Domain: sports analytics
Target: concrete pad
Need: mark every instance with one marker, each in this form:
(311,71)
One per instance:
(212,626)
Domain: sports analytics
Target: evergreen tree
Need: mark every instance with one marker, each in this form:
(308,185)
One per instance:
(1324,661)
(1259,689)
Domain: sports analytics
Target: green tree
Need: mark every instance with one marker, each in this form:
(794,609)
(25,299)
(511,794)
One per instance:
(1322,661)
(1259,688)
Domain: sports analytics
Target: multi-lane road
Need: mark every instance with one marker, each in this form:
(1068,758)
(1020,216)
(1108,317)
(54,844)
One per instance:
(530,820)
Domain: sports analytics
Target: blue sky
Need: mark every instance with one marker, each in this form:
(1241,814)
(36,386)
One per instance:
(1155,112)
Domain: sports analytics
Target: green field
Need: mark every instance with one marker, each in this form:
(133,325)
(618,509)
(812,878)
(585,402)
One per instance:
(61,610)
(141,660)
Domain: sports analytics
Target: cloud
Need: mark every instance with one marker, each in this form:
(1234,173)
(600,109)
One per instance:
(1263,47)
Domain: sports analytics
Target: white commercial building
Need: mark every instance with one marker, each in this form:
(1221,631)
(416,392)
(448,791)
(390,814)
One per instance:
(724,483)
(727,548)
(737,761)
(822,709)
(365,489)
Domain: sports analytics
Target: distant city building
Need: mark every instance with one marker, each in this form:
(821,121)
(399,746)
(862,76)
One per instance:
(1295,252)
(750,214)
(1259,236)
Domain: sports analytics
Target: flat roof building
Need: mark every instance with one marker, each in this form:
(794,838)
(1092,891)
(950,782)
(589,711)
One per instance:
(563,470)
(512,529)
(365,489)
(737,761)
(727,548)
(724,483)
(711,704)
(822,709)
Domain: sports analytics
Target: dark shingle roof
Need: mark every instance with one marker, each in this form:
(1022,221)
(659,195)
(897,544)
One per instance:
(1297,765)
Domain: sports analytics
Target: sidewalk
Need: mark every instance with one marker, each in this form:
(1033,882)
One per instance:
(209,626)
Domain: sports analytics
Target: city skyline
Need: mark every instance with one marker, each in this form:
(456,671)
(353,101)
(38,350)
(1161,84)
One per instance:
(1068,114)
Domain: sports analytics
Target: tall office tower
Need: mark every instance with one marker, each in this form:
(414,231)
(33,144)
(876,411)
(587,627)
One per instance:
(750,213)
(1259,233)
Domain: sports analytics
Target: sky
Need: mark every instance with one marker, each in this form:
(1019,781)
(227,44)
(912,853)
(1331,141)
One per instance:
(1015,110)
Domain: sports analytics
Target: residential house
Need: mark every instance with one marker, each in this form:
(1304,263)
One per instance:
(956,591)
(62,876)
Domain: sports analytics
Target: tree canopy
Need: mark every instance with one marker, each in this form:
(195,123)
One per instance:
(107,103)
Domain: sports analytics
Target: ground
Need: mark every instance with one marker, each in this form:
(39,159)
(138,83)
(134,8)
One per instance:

+++

Task requirements:
Retype all the records, matching them exactly.

Finished answer:
Domain: sports analytics
Target: concrete pad
Need: mark every instance with one marker, each in this form:
(311,71)
One per instance:
(212,626)
Domain: sports analytics
Target: evergreen tree
Need: mark every instance with one marker, each in this form:
(308,185)
One per instance:
(1324,661)
(1259,689)
Domain: sports analytics
Target: green tree
Need: mark every instance with one marker, each in this form:
(794,609)
(25,299)
(511,794)
One per instance:
(1322,661)
(1259,688)
Domain: sports analytics
Target: multi-lane road
Need: mark every instance with one marker, each in this form:
(1068,758)
(1020,216)
(1108,317)
(54,844)
One per instance:
(530,820)
Domain: sports analytics
Target: blue sky
Need: mark every instance with one marker, each in this form:
(1241,814)
(36,386)
One per instance:
(1155,112)
Domain: sports analytics
Target: green field
Need: mark every instance with one marker, each in this form:
(133,325)
(618,509)
(812,878)
(585,402)
One per instance:
(61,610)
(141,660)
Domain: sports analytics
Target: cloud
Need: mark every instance with one marker, each in this form:
(1234,173)
(600,109)
One per instance:
(1263,47)
Domain: sports analytics
Target: white commercial building
Need: mark every instance with one marker, each in this form:
(1221,631)
(416,392)
(448,791)
(390,814)
One per instance:
(724,483)
(727,548)
(737,761)
(822,709)
(365,489)
Domain: sports analytics
Target: distant city building
Need: mark every instance with one marker, each in this form:
(821,121)
(399,746)
(862,76)
One per instance:
(1295,252)
(750,214)
(1259,236)
Domain: sports analytics
Target: flat roof building
Need: mark every instance with one marker, each in this form:
(794,838)
(1092,891)
(950,782)
(589,711)
One per instance:
(563,470)
(512,529)
(365,489)
(737,761)
(727,548)
(724,483)
(711,704)
(822,709)
Domain: sports analytics
Target: dark shingle roof
Need: mark every instance with one marker, each in this form:
(1022,221)
(659,195)
(897,544)
One per instance:
(1297,765)
Domain: sports analytics
Target: sidewalk
Need: mark every instance with one marker, each in this form:
(1033,882)
One per instance:
(209,626)
Domain: sports analytics
Target: city skyline
Need: mark every instance with one marker, each in this form:
(456,671)
(353,101)
(38,350)
(1161,84)
One per instance:
(1068,114)
Domain: sports analytics
Target: tall office tower
Need: mark every instance with one marker, each in this form:
(414,231)
(33,144)
(876,411)
(587,627)
One per instance:
(750,213)
(1259,233)
Domain: sports analytics
Target: sky
Need: mark every instance with one marker, each in this form:
(1019,781)
(227,44)
(912,853)
(1331,141)
One per instance:
(1015,110)
Domain: sports analytics
Target: residential house
Need: mark every instance with one marker, each in this form:
(1304,263)
One per instance:
(956,591)
(62,876)
Domain: sports analytics
Target: tree canopy
Need: mark every instance with one marker, each in this form:
(195,123)
One per instance:
(107,103)
Domain: sports analytics
Target: ground
Need: mark every instance with one marker, each in this form:
(39,159)
(138,83)
(134,8)
One per instance:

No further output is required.